• _Record extracts_
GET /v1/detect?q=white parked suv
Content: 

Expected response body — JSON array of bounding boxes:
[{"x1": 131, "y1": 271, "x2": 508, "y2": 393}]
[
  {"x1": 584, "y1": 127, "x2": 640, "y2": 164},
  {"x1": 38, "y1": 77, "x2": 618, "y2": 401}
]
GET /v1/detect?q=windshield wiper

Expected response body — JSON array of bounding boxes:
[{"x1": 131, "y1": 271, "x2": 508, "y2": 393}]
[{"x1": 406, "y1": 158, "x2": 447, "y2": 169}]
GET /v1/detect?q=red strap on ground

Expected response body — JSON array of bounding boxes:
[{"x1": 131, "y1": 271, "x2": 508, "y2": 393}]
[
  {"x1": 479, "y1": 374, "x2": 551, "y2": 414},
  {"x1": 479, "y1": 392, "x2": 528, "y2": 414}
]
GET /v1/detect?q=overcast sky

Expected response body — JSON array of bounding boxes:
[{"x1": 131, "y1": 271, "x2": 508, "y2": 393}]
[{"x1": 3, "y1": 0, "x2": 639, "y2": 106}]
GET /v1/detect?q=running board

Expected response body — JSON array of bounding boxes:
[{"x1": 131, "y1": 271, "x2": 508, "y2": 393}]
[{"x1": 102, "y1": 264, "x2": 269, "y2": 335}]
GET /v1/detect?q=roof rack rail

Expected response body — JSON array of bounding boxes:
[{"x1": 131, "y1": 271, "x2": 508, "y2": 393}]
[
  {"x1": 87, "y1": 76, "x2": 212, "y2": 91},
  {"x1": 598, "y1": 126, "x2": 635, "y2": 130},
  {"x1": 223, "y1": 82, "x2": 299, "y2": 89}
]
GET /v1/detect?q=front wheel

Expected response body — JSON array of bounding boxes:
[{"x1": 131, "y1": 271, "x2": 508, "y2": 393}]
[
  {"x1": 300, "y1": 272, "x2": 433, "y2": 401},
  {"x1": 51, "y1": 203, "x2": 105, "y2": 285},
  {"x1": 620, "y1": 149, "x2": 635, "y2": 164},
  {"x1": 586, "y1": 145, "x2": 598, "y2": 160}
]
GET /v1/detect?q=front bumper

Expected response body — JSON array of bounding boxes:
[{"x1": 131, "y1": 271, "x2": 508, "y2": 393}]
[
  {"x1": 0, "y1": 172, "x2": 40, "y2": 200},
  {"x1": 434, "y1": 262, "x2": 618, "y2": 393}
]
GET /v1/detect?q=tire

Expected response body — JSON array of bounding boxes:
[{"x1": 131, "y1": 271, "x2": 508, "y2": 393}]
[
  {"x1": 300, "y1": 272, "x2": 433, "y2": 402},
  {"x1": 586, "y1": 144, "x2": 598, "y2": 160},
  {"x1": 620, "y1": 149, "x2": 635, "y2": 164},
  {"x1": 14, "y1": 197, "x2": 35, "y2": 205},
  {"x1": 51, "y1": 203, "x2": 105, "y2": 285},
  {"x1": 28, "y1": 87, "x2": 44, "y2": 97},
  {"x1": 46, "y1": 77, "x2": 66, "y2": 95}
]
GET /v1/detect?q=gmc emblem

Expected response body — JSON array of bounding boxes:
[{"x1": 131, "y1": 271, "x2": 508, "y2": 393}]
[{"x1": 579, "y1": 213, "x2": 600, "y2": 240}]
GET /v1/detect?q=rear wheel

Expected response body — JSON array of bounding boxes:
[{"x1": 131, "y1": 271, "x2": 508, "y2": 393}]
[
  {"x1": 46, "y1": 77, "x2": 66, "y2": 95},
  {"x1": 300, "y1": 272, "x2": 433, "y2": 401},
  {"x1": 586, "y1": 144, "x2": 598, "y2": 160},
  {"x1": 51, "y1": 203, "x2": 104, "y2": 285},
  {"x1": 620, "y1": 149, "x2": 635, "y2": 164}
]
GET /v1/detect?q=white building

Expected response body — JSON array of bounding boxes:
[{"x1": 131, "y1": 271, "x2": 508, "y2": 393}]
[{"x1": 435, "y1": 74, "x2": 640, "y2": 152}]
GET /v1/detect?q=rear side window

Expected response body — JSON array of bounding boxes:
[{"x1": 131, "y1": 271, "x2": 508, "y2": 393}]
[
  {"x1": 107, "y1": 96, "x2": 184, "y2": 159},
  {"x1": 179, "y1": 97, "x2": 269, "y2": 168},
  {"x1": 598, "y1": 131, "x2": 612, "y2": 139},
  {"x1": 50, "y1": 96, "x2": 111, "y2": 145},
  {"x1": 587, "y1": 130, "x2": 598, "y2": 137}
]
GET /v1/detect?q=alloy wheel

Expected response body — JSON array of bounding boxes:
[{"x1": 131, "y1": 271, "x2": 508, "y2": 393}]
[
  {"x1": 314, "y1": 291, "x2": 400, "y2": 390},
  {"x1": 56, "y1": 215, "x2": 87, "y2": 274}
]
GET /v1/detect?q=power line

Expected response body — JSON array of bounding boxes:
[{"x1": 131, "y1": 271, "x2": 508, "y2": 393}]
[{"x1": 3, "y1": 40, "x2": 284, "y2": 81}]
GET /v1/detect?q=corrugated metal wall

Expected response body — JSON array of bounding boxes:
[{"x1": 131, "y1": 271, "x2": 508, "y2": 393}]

• _Work required_
In the listing above, each line with the word "wheel" is to be copied out.

• _Problem solution_
GET /v1/detect?q=front wheel
GET /v1/detect?q=rear wheel
GET /v1/detect?q=alloy wheel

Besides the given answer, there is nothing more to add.